:: Coordinate annotation entries ::
——————

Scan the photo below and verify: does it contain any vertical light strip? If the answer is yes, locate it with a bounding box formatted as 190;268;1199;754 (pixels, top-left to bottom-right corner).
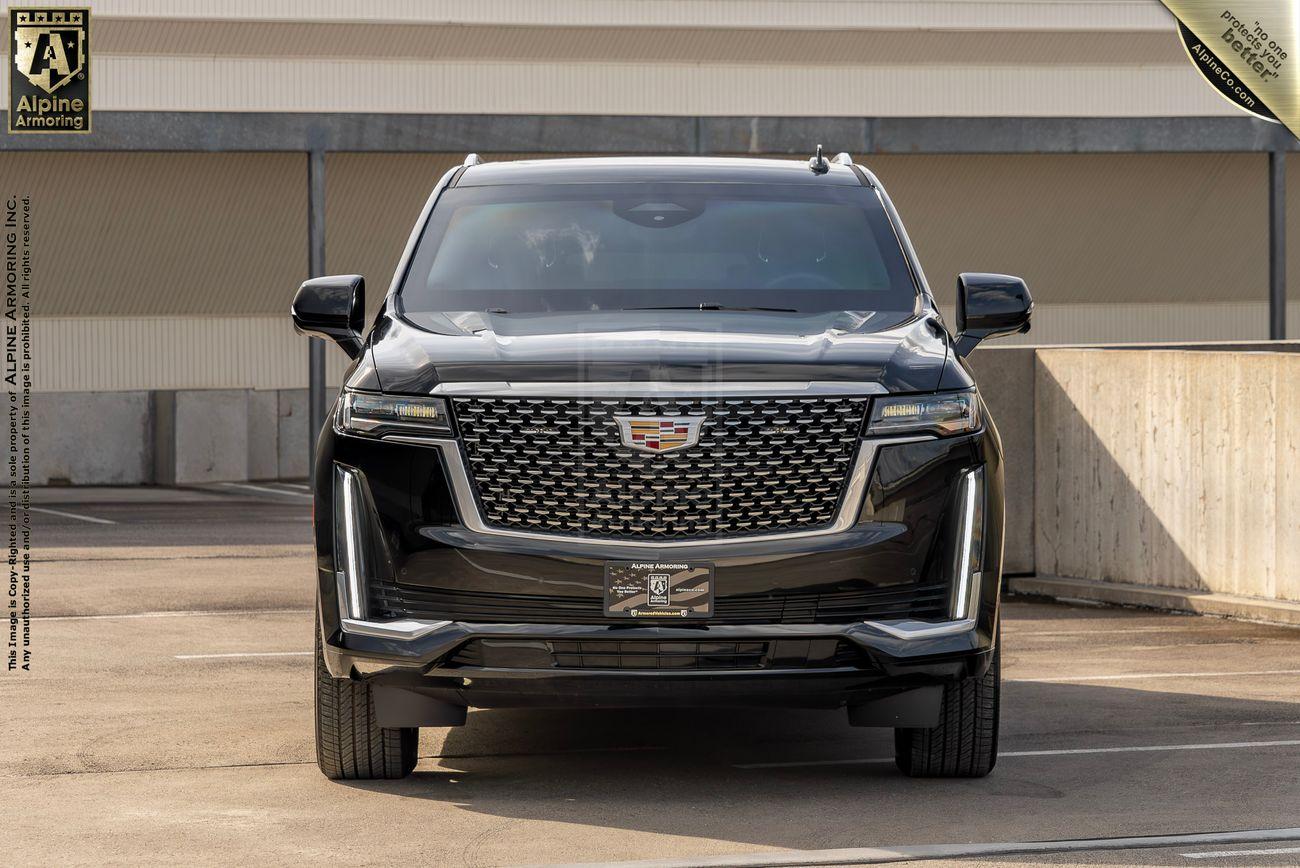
953;468;984;621
334;468;365;620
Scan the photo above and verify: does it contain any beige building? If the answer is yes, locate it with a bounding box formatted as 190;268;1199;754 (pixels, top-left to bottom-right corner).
0;0;1300;482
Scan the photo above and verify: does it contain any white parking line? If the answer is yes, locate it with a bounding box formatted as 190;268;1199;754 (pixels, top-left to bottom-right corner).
1004;669;1300;685
217;482;312;498
533;828;1300;868
172;651;312;660
1002;625;1203;638
1183;847;1300;859
33;608;312;621
735;738;1300;768
27;507;117;525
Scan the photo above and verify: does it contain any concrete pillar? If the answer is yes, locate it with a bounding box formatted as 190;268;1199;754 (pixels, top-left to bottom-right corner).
307;148;325;481
1269;151;1287;340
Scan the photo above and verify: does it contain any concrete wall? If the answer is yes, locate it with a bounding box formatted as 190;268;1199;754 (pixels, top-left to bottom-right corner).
970;346;1035;573
1035;350;1300;602
31;389;307;485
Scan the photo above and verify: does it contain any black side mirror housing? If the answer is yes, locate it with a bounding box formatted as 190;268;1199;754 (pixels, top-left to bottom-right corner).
290;274;365;359
956;272;1034;356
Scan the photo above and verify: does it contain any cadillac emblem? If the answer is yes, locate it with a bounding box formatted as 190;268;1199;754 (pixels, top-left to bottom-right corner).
615;416;705;455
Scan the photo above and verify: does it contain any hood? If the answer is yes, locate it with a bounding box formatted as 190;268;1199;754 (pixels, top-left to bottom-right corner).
368;309;948;395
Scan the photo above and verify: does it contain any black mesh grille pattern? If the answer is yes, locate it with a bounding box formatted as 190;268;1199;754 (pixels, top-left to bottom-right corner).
443;639;871;672
371;581;949;624
454;396;867;539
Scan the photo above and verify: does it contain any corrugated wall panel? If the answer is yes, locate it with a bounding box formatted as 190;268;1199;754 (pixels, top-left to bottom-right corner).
81;0;1173;32
91;16;1187;66
33;312;347;392
0;55;1236;117
34;303;1300;391
862;153;1274;304
0;152;307;316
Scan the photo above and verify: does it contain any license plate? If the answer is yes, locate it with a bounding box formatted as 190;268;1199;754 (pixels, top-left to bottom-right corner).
605;560;714;621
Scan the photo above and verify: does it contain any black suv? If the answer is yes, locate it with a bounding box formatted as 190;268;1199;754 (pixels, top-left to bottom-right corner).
293;147;1032;778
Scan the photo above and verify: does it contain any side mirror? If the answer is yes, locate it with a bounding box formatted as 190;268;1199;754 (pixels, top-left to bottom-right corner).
290;274;365;359
956;273;1034;356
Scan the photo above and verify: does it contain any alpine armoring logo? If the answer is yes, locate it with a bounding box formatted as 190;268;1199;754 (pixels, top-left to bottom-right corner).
1178;22;1278;123
9;9;90;133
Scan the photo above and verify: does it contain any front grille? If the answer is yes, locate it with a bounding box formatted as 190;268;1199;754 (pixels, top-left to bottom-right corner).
445;639;871;672
371;581;948;625
454;396;866;539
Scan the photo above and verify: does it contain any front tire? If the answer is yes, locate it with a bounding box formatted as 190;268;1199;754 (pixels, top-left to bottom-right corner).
316;621;420;781
894;631;1002;777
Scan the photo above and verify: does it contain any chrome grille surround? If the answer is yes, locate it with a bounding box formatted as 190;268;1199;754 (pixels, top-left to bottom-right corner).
452;395;867;541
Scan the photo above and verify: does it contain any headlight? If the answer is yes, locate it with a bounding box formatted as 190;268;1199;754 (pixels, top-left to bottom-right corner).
338;391;451;437
867;392;979;437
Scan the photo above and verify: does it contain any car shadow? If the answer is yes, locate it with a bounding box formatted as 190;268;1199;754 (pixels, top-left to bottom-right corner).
332;682;1300;849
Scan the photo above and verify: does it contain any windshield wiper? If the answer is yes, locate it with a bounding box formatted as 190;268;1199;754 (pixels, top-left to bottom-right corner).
623;301;798;313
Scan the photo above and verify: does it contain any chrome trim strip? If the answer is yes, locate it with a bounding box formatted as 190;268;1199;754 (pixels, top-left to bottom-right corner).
341;617;451;642
384;434;936;554
342;619;975;642
429;379;888;398
863;617;975;639
953;466;984;620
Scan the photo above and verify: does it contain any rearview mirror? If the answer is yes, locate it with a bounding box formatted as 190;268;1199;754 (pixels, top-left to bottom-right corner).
290;274;365;359
956;273;1034;356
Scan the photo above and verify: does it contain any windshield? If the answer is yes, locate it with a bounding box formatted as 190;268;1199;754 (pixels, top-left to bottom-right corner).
399;183;917;313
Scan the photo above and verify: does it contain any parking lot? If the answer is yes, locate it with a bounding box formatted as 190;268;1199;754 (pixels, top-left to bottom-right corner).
10;483;1300;865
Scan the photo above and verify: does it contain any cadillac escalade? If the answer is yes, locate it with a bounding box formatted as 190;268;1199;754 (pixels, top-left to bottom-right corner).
293;146;1032;778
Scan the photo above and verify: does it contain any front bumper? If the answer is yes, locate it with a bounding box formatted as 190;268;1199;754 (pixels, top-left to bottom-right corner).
324;608;993;708
316;408;1001;707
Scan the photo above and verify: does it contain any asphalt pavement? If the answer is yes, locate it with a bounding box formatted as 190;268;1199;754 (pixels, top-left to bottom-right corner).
10;483;1300;865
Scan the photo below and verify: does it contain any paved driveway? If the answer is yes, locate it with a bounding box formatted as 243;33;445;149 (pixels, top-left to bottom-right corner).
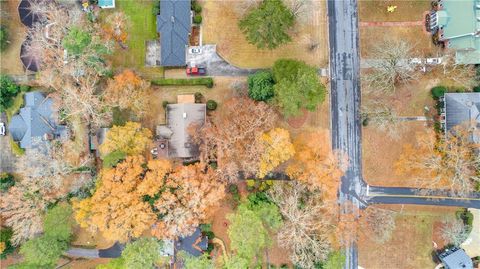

——————

:: Aim of the task ::
Reproduce all of the material with every "bounding box" changed to "rectangle" and everything else left as it is. Leave the pictures out of your answer.

:: Exercise output ::
Scan the photo below and verify: does it contain any vertical light strip? If the answer is yes, locate it with a rectangle formatted as 190;268;1199;754 (pixels, top-left to bottom-right corner).
953;468;984;621
334;468;365;620
Scan the photo above and verify: does it contain any beige building? If the answer is yes, locate it with a rectangle formatted as 190;268;1199;754 (pixels, top-left to bottom-right corner).
0;0;1300;482
Scan the photo above and verify: does it contain any white parking line? If the answer is yes, locate it with a rectangle formatted as 190;268;1199;754 (pixels, top-left to bottom-right corner).
1004;669;1300;685
217;482;312;498
533;828;1300;868
172;651;312;660
1002;625;1203;638
1183;847;1300;859
33;608;312;621
735;738;1300;768
27;507;117;525
Scan the photo above and verify: does it contain any concrete pillar? If the answer is yes, locate it with a rectangle formatted as 190;268;1199;754 (pixels, top-left to bottom-right corner).
307;148;325;481
1269;151;1287;340
Scan the photo above and verify: does it contain any concrete wall? If the answer is yes, locate it with a rectangle formatted as 190;268;1199;754 (pixels, top-left to bottom-right corner).
970;346;1035;573
1035;350;1300;602
31;389;307;485
Scan the photo above and verify: does it contain any black side mirror housing? If the answer is yes, locate it with a rectangle formatted as 190;268;1199;754 (pixels, top-left to bottom-right corner).
290;274;365;359
956;272;1034;356
Scan the photo above and verify: does it contain any cadillac emblem? If the answer is yes, locate it with a rectangle formatted as 190;268;1199;754 (pixels, top-left to bottom-right corner).
615;416;705;455
Scan the photo above and verify: does it contain any hood? If the answer is yes, locate it with a rectangle formatted as 190;268;1199;754 (pixels, top-left to bottom-right corner).
368;309;948;395
Scan the photo above and verify: does it contain any black mesh grille pattern? If the answer is yes, locate it with a rectangle formatted as 190;268;1199;754 (pixels, top-left to bottom-right corner).
443;639;871;672
371;581;949;624
454;396;867;539
Scan the photo above and verify: does it contain any corrugated wall panel? If the answer is yes, locate it with a rectangle formatted as 190;268;1199;754 (pixels, top-left to bottom-right corner).
81;0;1173;32
91;16;1187;66
33;312;347;392
0;55;1236;117
34;303;1300;391
862;153;1274;304
0;152;307;316
Scan the photo above and verify: does it contain any license plate? If the answer is yes, locate it with a rectangle formatted as 190;268;1199;754 (pixels, top-left to bottom-right corner).
605;560;714;621
Scan the photo above and verify: does it contain any black suv? If the answer is yes, locate it with a rectangle formatted as 190;268;1199;754 (pixels, top-left to bottom-right corner).
293;147;1032;778
Scan the photo above and verify: does it contain any side mirror? If the answer is yes, locate it with a rectangle formatted as 190;268;1199;754 (pixels, top-left to bottom-right corner).
290;274;365;359
956;273;1034;356
Scan the photo above and verify: does it contain any alpine armoring logo? If the answer is yes, locate it with a rectangle formatted as 190;268;1199;754 (pixels, top-left to bottom-right corner).
1178;22;1278;123
9;9;90;133
Scan the photo above and verify: does it contain any front grille? If the answer is yes, locate it with a rectangle formatted as 190;268;1199;754 (pixels, top-left to bottom-right corner).
445;639;871;672
371;581;948;625
454;396;866;539
Scan the photo above and verify: does it contain any front tire? If the answer is yes, locate it with a rectangle formatted as 190;268;1199;754 (pixels, top-left to bottom-right corner).
316;621;420;781
894;631;1002;777
Scan the photo above and verify: does it contain any chrome grille surround? If the answer is yes, locate it with a rectangle formatted as 190;268;1199;754 (pixels, top-left to bottom-right corner).
452;395;867;541
Scan the photo above and verify: does it contain any headlight? If the answer is yes, locate it with a rectangle formatted as 190;268;1199;754 (pixels, top-left to bottom-right corner).
338;391;451;437
867;392;979;437
Scan the photo above and verify: does it contain any car shadow? If the answer is yes, locate it with a rectangle formatted as 190;268;1199;754 (pixels, top-left to bottom-right corner).
332;682;1300;849
Scan the photo above and verify: does it contain any windshield wiper? If the answer is yes, locate it with a rectangle formatted as 190;268;1199;754 (pixels, top-left to bottom-right corner).
623;301;798;313
Scan the photo above and verify: does it contain any chrome trim strip? If the answer is yes, locate it with a rectangle formatted as 190;268;1199;754 (pixels, top-left to bottom-right corner).
341;617;451;642
384;434;936;554
342;619;975;642
429;379;888;398
863;617;975;639
953;466;984;620
Scan the photo above and verify: does it contain any rearview mirror? If the answer is yes, locate it with a rectangle formatted as 190;268;1199;754 (pixels, top-left to bottom-right corner).
290;274;365;359
956;273;1034;356
Scan the photo above and verify: does it contain any windshield? If the answer is yes, locate it with a rectangle formatted as 190;268;1199;754 (pixels, top-left to bottom-right corner).
399;183;917;313
Scan the photo above and verify: does it contain any parking lot? If the answer is yes, locate it with a rectangle formatted as 190;268;1199;754 (pixels, top-left to bottom-right corner).
10;483;1300;865
Scan the photo above and verify: does it contain any cadillac escalade? If the answer is yes, locate it with a rectangle formatted as 190;268;1199;754 (pixels, top-left to bottom-right corner).
293;146;1032;778
Scan the photo above and verify: does it contain any front bumper? If the answer is yes, locate it with a rectangle formatted as 190;268;1199;754 (pixels, top-left to bottom-right corner).
324;608;993;708
316;408;1001;707
Scan the photo above and verify: does it contain any asphalt pavement? If the answer is yes, locate it with a rectangle formatted as 190;268;1199;754 (pixels, top-left to bottom-right corner).
10;483;1300;865
Scan the photo below and verify: does it contain any paved driveway? If the answer is yes, locate it with a rectangle formatted as 243;33;445;149 (pixels, top-left to bottom-right corner).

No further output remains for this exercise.